### Problem
Once you reach the line containing "Target: elbow", write out that line and every remaining line of the records exactly.

(Saved entries)
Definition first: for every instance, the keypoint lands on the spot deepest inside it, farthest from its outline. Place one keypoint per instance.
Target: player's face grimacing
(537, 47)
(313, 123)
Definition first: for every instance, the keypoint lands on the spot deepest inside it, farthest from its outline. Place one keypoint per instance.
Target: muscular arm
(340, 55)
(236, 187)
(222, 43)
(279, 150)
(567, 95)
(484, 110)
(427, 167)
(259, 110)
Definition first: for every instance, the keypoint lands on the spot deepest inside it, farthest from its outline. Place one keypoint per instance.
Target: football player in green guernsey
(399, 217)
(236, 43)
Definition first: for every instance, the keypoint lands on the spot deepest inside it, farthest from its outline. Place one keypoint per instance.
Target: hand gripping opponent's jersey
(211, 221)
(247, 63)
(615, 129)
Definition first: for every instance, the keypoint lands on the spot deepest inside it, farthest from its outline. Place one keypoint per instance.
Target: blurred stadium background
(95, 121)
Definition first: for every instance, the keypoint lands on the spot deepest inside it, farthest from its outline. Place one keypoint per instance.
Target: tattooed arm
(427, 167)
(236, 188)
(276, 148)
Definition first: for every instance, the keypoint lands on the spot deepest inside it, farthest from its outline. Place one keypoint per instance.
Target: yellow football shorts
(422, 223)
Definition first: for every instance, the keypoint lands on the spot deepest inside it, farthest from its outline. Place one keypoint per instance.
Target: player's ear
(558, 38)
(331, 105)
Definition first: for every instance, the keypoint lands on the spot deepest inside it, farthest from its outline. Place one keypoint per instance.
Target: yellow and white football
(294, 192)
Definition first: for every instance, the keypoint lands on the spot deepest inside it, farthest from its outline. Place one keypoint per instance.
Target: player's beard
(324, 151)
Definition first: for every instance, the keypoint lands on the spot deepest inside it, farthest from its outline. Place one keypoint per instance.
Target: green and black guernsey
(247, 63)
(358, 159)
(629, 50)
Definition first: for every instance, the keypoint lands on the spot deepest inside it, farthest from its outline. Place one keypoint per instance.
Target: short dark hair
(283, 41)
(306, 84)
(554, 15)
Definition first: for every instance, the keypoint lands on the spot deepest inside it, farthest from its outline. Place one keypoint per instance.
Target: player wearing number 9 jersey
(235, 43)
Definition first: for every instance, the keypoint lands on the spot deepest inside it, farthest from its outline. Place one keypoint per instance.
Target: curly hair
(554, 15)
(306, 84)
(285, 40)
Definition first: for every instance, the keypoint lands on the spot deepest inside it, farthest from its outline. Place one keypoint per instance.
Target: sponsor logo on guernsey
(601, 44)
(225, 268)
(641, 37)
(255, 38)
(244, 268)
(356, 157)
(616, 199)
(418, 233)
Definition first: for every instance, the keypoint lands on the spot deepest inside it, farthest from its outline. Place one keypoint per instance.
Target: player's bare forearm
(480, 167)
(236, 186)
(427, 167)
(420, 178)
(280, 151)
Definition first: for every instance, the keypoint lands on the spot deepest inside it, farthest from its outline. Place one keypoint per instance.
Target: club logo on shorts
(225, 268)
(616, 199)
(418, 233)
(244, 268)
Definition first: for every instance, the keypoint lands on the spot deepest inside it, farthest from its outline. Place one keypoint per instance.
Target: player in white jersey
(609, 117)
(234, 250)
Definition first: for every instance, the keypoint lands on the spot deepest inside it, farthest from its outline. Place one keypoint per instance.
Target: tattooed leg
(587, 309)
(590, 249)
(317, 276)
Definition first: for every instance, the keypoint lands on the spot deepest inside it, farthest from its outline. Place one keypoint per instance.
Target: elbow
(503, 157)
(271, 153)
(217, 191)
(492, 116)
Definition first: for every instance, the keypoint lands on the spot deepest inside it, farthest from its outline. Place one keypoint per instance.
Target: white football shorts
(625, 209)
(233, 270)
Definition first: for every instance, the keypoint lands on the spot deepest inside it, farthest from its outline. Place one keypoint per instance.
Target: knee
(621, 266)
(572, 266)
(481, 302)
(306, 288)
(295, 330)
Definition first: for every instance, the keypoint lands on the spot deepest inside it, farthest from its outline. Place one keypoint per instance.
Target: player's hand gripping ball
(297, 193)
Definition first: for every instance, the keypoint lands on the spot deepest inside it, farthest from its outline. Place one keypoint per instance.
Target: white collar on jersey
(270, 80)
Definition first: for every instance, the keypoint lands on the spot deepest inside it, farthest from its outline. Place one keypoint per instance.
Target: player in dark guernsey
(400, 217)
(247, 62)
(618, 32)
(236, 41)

### Exercise answer
Target: elbow
(503, 157)
(271, 153)
(217, 191)
(492, 116)
Definition first: for every instance, the keypoint lands on the spot deepest inside it, farthest from its outline. Place one keypoint per instance.
Target: white football shorts
(625, 209)
(233, 270)
Definition first: for every instance, the keypoint lands on the spot deepest inside it, farthest from its outline. Place one keypoint per instance.
Target: knee
(621, 266)
(572, 266)
(481, 302)
(306, 288)
(295, 330)
Definition first: for every instance, the keypoint lands on the spot deepest inside it, farthest from its outline. Place one keypoint per instance.
Target: player's hand gripping ball
(297, 193)
Definition first: for every instance, the keypoint lands on the spot deepest inside it, farthest from its outline. Place one keypoint per instance.
Target: white collar on jersey
(270, 80)
Definition first: for every instance, the keypoint lands on the spot deepest inside it, farthest from its outline. Place one keypoint per instance.
Target: player in dark guernsey
(400, 217)
(247, 62)
(618, 32)
(236, 41)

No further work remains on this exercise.